Exercise text:
########################################

Early this year, Philip Kuai MNG ’07 and his team were faced with a challenging decision about whether to continue on their pathway to publicly offer their company, Dada Group, in the midst of a global pandemic. While there was much uncertainty in the market at the time, the team’s perseverance and dedication paid off in June when Kuai rang the Nasdaq opening bell remotely from Shanghai, China, signaling Dada’s listing in New York.
His company’s vision is to “bring people everything on-demand.” It achieves this through two complementary business platforms, Dada Now and JDDJ. Dada Now is a crowdsourcing delivery infrastructure with 634,000 active riders that cover more than 2,400 cities and counties. Last year it was the largest open on-demand delivery platform in China by number of orders. Dada’s other platform, JDDJ, facilitates digital transformation for retailers. It was the largest local on-demand retail platform for supermarkets by gross merchandise value, with 27.6 million active consumers in the year ended March 31. Dada Now and JDDJ are independent platforms that have an overlapping multilateral network and a synergistic business strategy.
By providing retailers with technology-enabled solutions to improve efficiency and consumers with convenience and a broad product selection, Kuai’s company takes a unique approach that raises the bar in service level. During the world’s largest shopping event on China’s Singles Day in 2019, Dada boasted that it delivered each of its 1.5 million orders in less than two hours. Combining this kind of service level with additional omni-channel and online-to-offline (O2O) marketing promotions has established the strength of the company’s business model and scalability. Two major e-commerce players, both in China and the United States, are longstanding investors and partners, as Dada continues to innovate and scale their capabilities across China.

########################################

Data excerpts:
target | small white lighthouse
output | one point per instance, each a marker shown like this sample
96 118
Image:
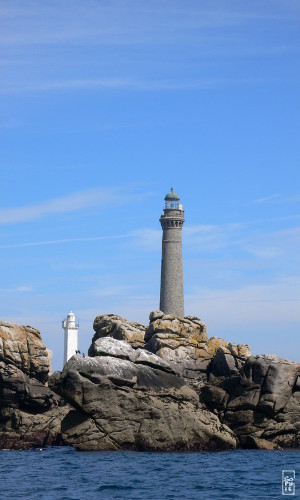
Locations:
70 328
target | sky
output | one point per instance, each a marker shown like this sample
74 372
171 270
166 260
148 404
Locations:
107 104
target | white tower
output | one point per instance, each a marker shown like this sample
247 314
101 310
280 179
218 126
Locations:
70 328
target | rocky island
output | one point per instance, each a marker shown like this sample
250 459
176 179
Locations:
167 386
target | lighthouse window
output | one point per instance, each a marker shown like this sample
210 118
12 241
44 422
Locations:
172 204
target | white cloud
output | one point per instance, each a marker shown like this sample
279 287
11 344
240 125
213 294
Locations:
21 289
73 202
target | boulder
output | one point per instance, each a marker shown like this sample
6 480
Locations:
23 347
184 344
111 325
131 399
259 401
30 413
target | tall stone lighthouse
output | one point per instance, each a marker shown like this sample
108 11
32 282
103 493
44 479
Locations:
171 284
70 328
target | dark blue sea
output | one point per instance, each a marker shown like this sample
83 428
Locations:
63 473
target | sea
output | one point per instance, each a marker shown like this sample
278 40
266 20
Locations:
64 473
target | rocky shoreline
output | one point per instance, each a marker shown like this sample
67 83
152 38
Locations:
164 387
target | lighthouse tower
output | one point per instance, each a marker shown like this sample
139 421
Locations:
171 284
70 328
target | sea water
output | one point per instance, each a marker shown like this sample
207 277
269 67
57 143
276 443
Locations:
64 473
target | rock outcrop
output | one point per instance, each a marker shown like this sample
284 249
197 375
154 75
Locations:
184 343
22 346
111 325
165 387
30 413
132 399
260 402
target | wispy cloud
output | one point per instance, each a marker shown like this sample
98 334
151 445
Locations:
128 84
63 241
277 198
70 203
20 289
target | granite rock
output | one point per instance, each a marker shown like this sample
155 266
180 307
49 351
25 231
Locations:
259 401
133 400
184 344
111 325
30 413
23 347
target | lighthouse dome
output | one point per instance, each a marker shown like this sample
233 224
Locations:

########################################

Exercise 1: From the Dada Group text, list every figure that counts riders, places, consumers, or orders, with what each one counts.
Exercise 2: According to the Dada Group text, from which city did Kuai remotely ring the Nasdaq opening bell?
Exercise 3: Extend the Dada Group text, picking up after its final sentence.

Answer 1:
- 634,000 active riders
- More than 2,400 cities and counties
- 27.6 million active consumers
- 1.5 million orders

Answer 2: Shanghai, China.

Answer 3:
Kuai cites his time at MIT, entrepreneurial spirit, and good business practices as the foundations of his company’s success. In 2006 and 2007 while at MIT, Kuai worked with Schwan’s frozen foods and their direct store delivery model for his master’s thesis project within the Master of Engineering in Logistics (MLOG) program, now the Program in Supply Chain Management. The thesis, he says, shaped his thinking about last-mile deliveries. “One of our key investors even dug out my master’s thesis from the MLOG program at MIT and told me they really enjoyed reading it,” says Kuai.
According to MIT Senior Research Scientist Chris Caplice, who was executive director of the MLOG program at the time, “Philip quickly integrated systematic thinking about how to reach a customer using network dynamics. For context, his thesis work was underway even before the introduction of crowdsourced ride-sharing services like Uber, and just shortly after the introduction of apps like Facebook and YouTube. It’s satisfying to see this kind of visionary thinking mature into a successful business.”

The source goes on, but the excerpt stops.